- [SHORT TASK]: Repeat the records below word for word, leaving out the picture lines.

(Coordinate annotation records)
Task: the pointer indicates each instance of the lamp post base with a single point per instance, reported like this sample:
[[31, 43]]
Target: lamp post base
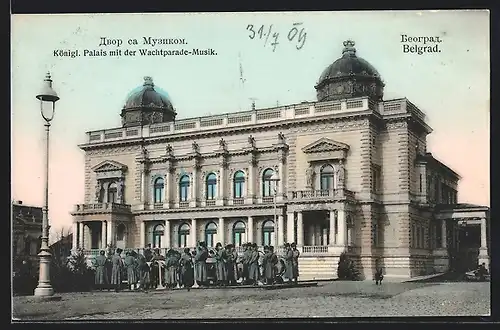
[[44, 288], [44, 291]]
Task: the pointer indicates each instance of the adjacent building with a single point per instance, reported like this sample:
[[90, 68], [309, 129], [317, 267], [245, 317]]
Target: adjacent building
[[26, 232], [348, 172]]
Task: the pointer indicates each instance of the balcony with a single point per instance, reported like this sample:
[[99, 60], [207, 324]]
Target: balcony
[[101, 208], [320, 195]]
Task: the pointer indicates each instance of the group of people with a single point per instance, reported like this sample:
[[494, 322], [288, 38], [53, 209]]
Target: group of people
[[190, 267]]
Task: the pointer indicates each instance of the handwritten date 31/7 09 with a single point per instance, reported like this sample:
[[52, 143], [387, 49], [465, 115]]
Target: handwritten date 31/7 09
[[272, 37]]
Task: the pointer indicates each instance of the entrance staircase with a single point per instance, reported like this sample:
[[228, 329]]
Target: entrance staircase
[[318, 268]]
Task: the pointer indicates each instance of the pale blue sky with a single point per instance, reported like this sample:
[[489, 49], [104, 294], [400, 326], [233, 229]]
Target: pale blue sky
[[451, 87]]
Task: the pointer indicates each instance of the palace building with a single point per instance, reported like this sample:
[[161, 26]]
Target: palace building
[[349, 172]]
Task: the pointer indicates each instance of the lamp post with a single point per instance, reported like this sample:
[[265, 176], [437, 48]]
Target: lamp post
[[274, 180], [48, 98]]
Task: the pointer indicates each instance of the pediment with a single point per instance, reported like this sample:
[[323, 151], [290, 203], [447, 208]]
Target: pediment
[[325, 144], [109, 166]]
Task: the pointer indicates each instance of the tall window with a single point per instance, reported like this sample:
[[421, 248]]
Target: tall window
[[158, 234], [327, 176], [210, 232], [159, 187], [112, 193], [184, 188], [184, 235], [268, 233], [211, 186], [239, 184], [239, 233], [267, 184]]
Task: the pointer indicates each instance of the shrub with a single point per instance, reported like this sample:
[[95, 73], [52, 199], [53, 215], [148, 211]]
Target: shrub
[[346, 269]]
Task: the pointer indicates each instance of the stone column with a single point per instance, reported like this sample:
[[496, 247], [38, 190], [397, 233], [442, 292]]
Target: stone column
[[290, 229], [279, 191], [332, 228], [300, 229], [221, 231], [194, 188], [75, 235], [443, 234], [251, 183], [281, 230], [250, 237], [167, 234], [104, 234], [168, 187], [193, 233], [81, 235], [222, 181], [483, 234], [341, 227], [143, 185]]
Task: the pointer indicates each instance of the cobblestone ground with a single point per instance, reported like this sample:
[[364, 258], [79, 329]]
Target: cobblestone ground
[[332, 299]]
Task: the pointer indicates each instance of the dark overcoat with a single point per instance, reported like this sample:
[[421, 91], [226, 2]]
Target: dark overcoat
[[253, 266], [101, 277], [116, 271], [171, 270], [187, 270], [131, 265], [289, 264], [221, 267], [270, 260], [200, 260], [295, 262]]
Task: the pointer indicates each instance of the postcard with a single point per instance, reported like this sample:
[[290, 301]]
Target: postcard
[[250, 165]]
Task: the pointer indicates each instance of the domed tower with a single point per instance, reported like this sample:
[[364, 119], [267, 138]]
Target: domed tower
[[146, 105], [349, 76]]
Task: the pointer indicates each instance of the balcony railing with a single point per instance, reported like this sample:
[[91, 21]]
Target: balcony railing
[[320, 194], [102, 207]]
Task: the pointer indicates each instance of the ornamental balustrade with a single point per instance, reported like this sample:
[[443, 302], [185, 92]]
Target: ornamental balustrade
[[260, 116]]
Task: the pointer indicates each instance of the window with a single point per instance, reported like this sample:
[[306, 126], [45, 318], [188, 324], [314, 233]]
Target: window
[[159, 187], [184, 188], [239, 184], [158, 233], [268, 233], [184, 235], [267, 184], [239, 233], [211, 186], [326, 176], [112, 193], [210, 232]]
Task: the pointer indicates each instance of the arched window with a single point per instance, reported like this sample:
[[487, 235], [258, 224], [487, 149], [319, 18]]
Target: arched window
[[159, 187], [327, 177], [268, 233], [239, 233], [184, 188], [158, 233], [211, 186], [239, 184], [112, 193], [184, 235], [210, 232], [267, 184]]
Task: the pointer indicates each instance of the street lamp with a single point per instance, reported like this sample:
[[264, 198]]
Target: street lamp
[[48, 98], [274, 180]]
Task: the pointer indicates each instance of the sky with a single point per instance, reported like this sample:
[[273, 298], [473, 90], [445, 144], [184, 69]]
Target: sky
[[451, 87]]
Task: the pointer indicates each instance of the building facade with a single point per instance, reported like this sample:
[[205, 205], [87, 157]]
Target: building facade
[[26, 232], [348, 173]]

- [WRITTEN RESPONSE]:
Task: the pointer indicates each instance of the lamp post base with a single point per instance, reported like this sample:
[[31, 43]]
Target: lamp post base
[[44, 288], [44, 291]]
Task: the pointer indicates each instance of the adjacent building with a single point per instance, reported like this sample:
[[90, 68], [309, 129], [317, 267], [245, 317]]
Target: adjacent building
[[26, 232], [348, 172]]
Task: the pointer indicates each instance of the balcony with a single point per instance, reported like this sample:
[[99, 60], [207, 324]]
Target: balcony
[[101, 208], [320, 195]]
Task: the pointer indicates each instance of the group of people with a single point per instance, reported like this sample:
[[494, 322], [288, 38], [53, 209]]
Target: group of people
[[190, 267]]
Task: the pointer indicates each instance of the handwritten date 31/7 09 with a single point per instance, reported like this sample:
[[52, 143], [387, 49], [465, 115]]
Target: handwritten date 31/7 09
[[272, 37]]
Task: the pointer indicates each instance of the entrance staircase with a single point per instance, reported like this sample:
[[228, 329]]
Target: entrance staircase
[[318, 268]]
Task: the pointer indicates each instance of the pale blue sky with a single point per instance, reported like this sample:
[[489, 49], [104, 294], [400, 326], [233, 229]]
Target: pale blue sky
[[451, 87]]
Task: the pointer indicates each instance of the palace building with a single point per instance, reported like this sample:
[[161, 26]]
Target: palace building
[[349, 172]]
Task: the pointer indicates each instance of the lamp post with a single point per instance, reported like this sample:
[[265, 176], [437, 48]]
Target: lamp post
[[274, 180], [48, 98]]
Task: the pointer indicates each instance of the pediment with a single point per instance, reported like this sample:
[[323, 151], [290, 203], [447, 208]]
Target: pediment
[[325, 144], [109, 166]]
Task: the pointer indicates each instance of the tall window with a single point per instance, reported like this sample:
[[421, 248]]
Target: tall window
[[158, 234], [327, 176], [210, 232], [159, 187], [112, 193], [184, 188], [184, 235], [268, 233], [211, 186], [239, 184], [239, 233], [267, 184]]
Task: the pointer indicates each instance of the shrub with a single point per instance, reported like this sample:
[[95, 73], [52, 199], [53, 215], [148, 211]]
Target: shrub
[[346, 269]]
Task: the pointer indicates each instance of the stone column with a single point per instance, reported like this sample:
[[496, 247], [38, 190], [397, 233], [442, 292]]
Target: stone column
[[290, 229], [279, 191], [332, 228], [300, 229], [221, 231], [194, 188], [75, 235], [443, 234], [251, 183], [281, 230], [250, 237], [167, 234], [104, 234], [168, 187], [193, 233], [81, 235], [222, 181], [483, 234], [341, 227], [143, 185]]
Task: the pointer indicates each instance of the cobblestone ground with a single point per instance, reported like this sample:
[[364, 258], [79, 329]]
Target: cobblestone ground
[[332, 299]]
Task: the pointer indicates each instance of the dark overcoat with a single point per instance, reported like this sample:
[[421, 91], [226, 2]]
Target: dark overcoat
[[253, 266], [101, 277], [116, 271], [171, 270], [187, 270], [131, 265], [289, 264], [221, 267], [270, 260], [200, 260], [295, 262]]
Task: the pointer indicates each instance of the postcard with a single point per instance, reported like this sample:
[[290, 301]]
Target: postcard
[[250, 165]]
Task: the pointer indicates each instance of the domed tower with a single point per instance, reported like this sample:
[[364, 119], [267, 138]]
Target: domed tower
[[146, 105], [349, 76]]
Task: the pointer indicates each instance of the balcony railing with a single point per instance, reported like this sample:
[[91, 21]]
Target: balcony railing
[[320, 194], [102, 207]]
Task: the pointer indicates each instance of the ornamental balustrade with a single point per instance, reported like this sample:
[[443, 302], [185, 92]]
Target: ornamental balustrade
[[260, 116]]
Task: the pointer indicates each instance of the window with a single point per instance, reported like this sample:
[[306, 126], [45, 318], [188, 324], [314, 233]]
Target: window
[[159, 187], [184, 188], [239, 184], [158, 233], [268, 233], [184, 235], [267, 184], [239, 233], [211, 186], [326, 176], [112, 193], [210, 232]]
Task: the pointer indicates each instance of the arched window with a single point per instance, reported like this sample:
[[487, 235], [258, 224], [487, 149], [319, 18]]
Target: arched window
[[159, 187], [327, 177], [268, 233], [239, 233], [184, 188], [158, 233], [211, 186], [239, 184], [112, 193], [184, 235], [210, 232], [267, 184]]
Task: the pointer indicates each instance of the street lamp with a single point per instance, reported like this sample:
[[264, 198]]
Target: street lamp
[[48, 98], [274, 180]]
Task: the pointer indicates each instance of the sky with a single point per instance, reported like this sample:
[[273, 298], [473, 90], [445, 144], [184, 69]]
Target: sky
[[451, 87]]
Task: the pointer indicates each instance of the building facade with a single point per instance, reported like this sample:
[[205, 205], [87, 157]]
Target: building facade
[[26, 232], [348, 173]]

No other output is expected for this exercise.